● **EXCERPT**

Torkham, Afghanistan, 18 June – At IOM’s reception centre near the Torkham border, families arrive in waves – coated in dust, tired, anxious, and unsure of what’s next. Among them is Nasrin*, a mother gently pushing her husband’s wheelchair, with her two daughters by her side. After spending most of her life in Pakistan, Nasrin is back in Afghanistan – not by choice, but because she was forced to.
“I had to leave everything behind,” she says. “I worked so hard to build a life, but in the end, I couldn’t bring any of it with me.”
Nasrin, now 40, fled conflict in Afghanistan with her family as a child in the 1990s, hoping to find safety in Pakistan. Life there was never easy: “My mother struggled so much,” she recalls. “We were poor and often hungry, but at least we were alive. Fear had driven us to leave Afghanistan.”
Years later, when she was 20, Nasrin married Habib Gul*. They settled in a small village in Punjab, Pakistan, and opened a bakery together. Their daughters went to school, and for the first time, the family had hope for a better future.
“We never wanted our daughters to suffer like we did,” Nasrin says. “We wanted them to be educated, to have options.”
Nasrin arrives at the Torkham border with her husband and their two children, following their return from Pakistan. Photo: IOM/Mina Nazari
But their peace did not last. One day, Habib suffered a seizure that left him paralyzed. Nasrin suddenly had to support the entire family on her own.
“I asked some Afghan men I knew to help me keep the bakery running,” she explains. She managed to pay rent, cover her husband’s medical bills, and keep her daughters in school for a while.
However, even that fragile sense of normalcy didn’t last long. As undocumented Afghans, the family began to experience increasing pressure from local authorities. Living in a village in Punjab, they were subject to frequent inspections and persistent uncertainty.
“The police would often come by and tell us to leave,” Nasrin says. Eventually, without notice and no time to prepare, authorities transported Nasrin, her husband, and their two daughters to the Torkham border, from where they were forcibly returned, leaving behind their belongings, their home, and the life they had worked so hard to build.
Arriving at the IOM reception centre at the Torkham border, Nasrin felt overwhelmed. Her daughters had never even been to Afghanistan before.

● **QUESTIONS ON THE MATERIAL**
1. List every place name mentioned in the account of Nasrin's return, giving each name once.
2. Reproduce the account of Nasrin's return word for word, everything from "However, even that" down to "and persistent uncertainty.".

● **SUPPLIED RECORDS**
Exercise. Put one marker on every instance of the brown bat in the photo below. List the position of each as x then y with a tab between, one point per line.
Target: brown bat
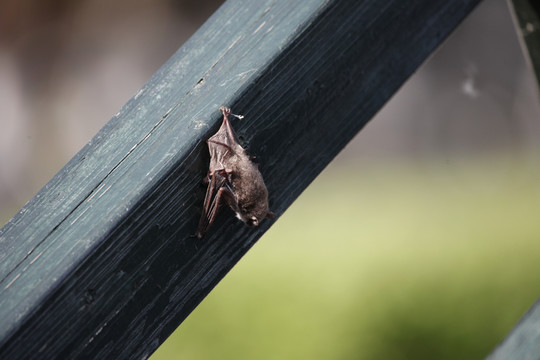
232	179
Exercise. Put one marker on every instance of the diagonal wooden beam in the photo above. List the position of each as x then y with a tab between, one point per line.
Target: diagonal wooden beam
102	262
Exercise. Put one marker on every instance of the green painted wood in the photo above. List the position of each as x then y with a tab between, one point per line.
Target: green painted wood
527	18
102	262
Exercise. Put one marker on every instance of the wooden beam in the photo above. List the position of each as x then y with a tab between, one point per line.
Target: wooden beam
102	262
523	342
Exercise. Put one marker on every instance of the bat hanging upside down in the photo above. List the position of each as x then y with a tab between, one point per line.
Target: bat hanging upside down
233	179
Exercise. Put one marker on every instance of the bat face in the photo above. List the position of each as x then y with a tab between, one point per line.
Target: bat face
233	179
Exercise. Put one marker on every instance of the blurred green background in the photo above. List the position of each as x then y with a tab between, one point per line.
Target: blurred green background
402	261
420	241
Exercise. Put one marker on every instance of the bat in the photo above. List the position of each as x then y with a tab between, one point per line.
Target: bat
233	179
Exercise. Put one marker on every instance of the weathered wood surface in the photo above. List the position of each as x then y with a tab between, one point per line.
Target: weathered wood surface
523	342
102	262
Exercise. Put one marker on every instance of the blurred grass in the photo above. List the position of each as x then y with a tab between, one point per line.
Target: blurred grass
432	260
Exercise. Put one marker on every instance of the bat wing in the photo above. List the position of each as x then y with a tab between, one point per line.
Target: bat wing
223	143
218	191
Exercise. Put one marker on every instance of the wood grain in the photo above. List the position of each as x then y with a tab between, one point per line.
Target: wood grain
102	263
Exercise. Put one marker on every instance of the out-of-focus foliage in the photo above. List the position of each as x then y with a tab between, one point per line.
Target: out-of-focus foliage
407	261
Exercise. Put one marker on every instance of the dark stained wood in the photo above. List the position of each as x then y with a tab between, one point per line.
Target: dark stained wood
103	263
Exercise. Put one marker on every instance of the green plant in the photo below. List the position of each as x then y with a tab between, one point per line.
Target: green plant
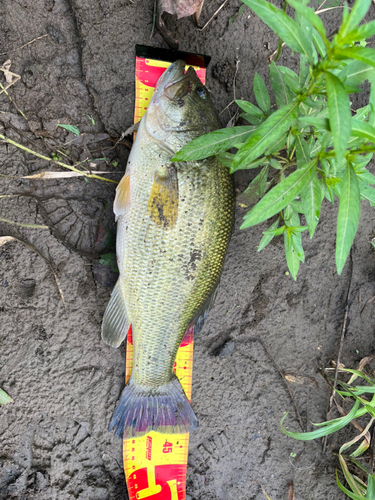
362	407
310	147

● **ANSWERS BY ITEM**
1.
Torkham
Afghanistan
Pakistan
Punjab

2.
However, even that fragile sense of normalcy didn’t last long. As undocumented Afghans, the family began to experience increasing pressure from local authorities. Living in a village in Punjab, they were subject to frequent inspections and persistent uncertainty.